Records to use.
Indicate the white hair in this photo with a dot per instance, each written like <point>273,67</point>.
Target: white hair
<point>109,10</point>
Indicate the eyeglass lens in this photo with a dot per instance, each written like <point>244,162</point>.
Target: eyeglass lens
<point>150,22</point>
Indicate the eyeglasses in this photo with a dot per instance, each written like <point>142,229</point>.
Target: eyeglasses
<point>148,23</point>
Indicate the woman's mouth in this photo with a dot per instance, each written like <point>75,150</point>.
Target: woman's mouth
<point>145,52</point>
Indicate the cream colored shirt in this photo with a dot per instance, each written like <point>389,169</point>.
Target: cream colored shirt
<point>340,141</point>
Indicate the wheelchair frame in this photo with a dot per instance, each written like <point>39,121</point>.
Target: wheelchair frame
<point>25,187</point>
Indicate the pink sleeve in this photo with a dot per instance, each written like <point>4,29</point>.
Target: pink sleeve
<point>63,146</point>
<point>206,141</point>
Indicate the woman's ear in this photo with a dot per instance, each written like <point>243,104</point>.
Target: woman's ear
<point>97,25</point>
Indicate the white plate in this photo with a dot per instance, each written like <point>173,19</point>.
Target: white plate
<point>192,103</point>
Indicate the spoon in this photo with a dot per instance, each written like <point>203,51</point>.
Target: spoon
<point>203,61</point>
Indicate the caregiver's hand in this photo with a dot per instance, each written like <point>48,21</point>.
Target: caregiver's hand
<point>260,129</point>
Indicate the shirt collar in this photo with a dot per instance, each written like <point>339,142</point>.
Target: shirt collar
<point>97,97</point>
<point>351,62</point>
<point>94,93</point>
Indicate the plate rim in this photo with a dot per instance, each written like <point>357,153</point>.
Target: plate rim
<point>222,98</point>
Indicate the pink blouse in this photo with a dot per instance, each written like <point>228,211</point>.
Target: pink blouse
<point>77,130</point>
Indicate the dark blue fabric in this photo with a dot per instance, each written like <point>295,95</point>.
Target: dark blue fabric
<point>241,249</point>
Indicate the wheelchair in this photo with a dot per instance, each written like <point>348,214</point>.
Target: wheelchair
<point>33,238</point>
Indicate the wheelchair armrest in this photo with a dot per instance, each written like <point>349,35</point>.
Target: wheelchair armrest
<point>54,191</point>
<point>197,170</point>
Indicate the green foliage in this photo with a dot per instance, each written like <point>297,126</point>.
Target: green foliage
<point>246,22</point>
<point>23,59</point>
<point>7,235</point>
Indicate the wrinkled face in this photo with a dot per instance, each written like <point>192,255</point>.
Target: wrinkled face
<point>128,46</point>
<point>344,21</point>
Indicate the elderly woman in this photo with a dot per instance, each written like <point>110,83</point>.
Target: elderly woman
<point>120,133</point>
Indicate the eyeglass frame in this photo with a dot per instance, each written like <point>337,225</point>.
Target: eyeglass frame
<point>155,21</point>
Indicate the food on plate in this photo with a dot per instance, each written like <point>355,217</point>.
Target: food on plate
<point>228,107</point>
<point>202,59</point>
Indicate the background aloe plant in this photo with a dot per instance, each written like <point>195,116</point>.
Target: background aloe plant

Exercise requirements. Print every line of the data above verbatim, keeping the original order and wording.

Written response.
Indicate the white hair in this photo with a dot per instance, each written like <point>273,67</point>.
Target: white hair
<point>109,10</point>
Indicate the eyeglass lens in this photo with a dot per instance, each written like <point>244,162</point>.
Target: eyeglass lens
<point>150,22</point>
Indicate the eyeglasses in this photo with a dot per instance, each written like <point>142,229</point>.
Target: eyeglasses
<point>148,23</point>
Indicate the woman's mouth in this photo with a dot per instance, each written like <point>75,150</point>.
Target: woman's mouth
<point>145,52</point>
Indicate the cream colored shirt in this photo with a dot per instance, each written like <point>389,169</point>.
Target: cream colored shirt
<point>340,141</point>
Indicate the wheelchair frame in this photo with a dot per instance, each written like <point>39,121</point>.
Target: wheelchair frame
<point>25,187</point>
Indicate the pink sleeve in this photo with a dot per instance, each written like <point>4,29</point>.
Target: pink sleeve
<point>63,146</point>
<point>206,141</point>
Indicate the woman's ear in this photo with a dot per instance, each written like <point>243,104</point>.
Target: woman's ear
<point>97,25</point>
Indicate the white plate in this photo with a dot per instance, each written like <point>173,19</point>.
Target: white plate
<point>192,103</point>
Indicate the spoon in this photo with a dot per instance, each written like <point>203,51</point>.
Target: spoon
<point>203,61</point>
Indicate the caregiver's hand in this photo with a dot per instance, each written like <point>48,21</point>.
Target: caregiver's hand
<point>260,129</point>
Indicate the shirt collar in this photo with a dot per instance, each written like <point>339,142</point>.
Target: shirt collar
<point>97,97</point>
<point>351,62</point>
<point>94,93</point>
Indicate the plate rim in this photo with a dot per instance, each written like <point>357,153</point>.
Target: plate rim
<point>222,98</point>
Indicate the pink blouse in this photo with a dot per instance, each written like <point>228,211</point>.
Target: pink blouse
<point>77,130</point>
Indicate the dark blue fabric in this photo with a dot per instance, each written like <point>295,95</point>.
Target: dark blue fabric
<point>241,249</point>
Indicate the wheelchair in this photo with a dot per instance, each written like <point>348,214</point>.
Target: wheelchair
<point>33,238</point>
Indicate the wheelchair armrest in this photo with a dot per instance, each written like <point>349,35</point>.
Target: wheelchair armrest
<point>54,191</point>
<point>197,170</point>
Indicate the green foliage in this photo with a dot per instance, each written like <point>297,126</point>.
Target: green foliage
<point>246,22</point>
<point>23,59</point>
<point>7,235</point>
Indicate the wrinkled face in this photo with a dot per instance, each written like <point>192,255</point>.
Target: wrinkled face
<point>128,46</point>
<point>344,21</point>
Indicate the elderly woman in this photo with a dot per instance, each written like <point>110,83</point>.
Target: elderly woman
<point>120,133</point>
Indicate the eyeglass frame in this photo with a dot per instance, each written like <point>337,225</point>.
Target: eyeglass frame
<point>155,21</point>
Indicate the food on plate in this photo with a dot per instance, each written like <point>355,217</point>.
Target: food on plate
<point>228,107</point>
<point>202,59</point>
Indicate the background aloe plant in this photo with a dot per instance, each written like <point>195,116</point>.
Target: background aloe plant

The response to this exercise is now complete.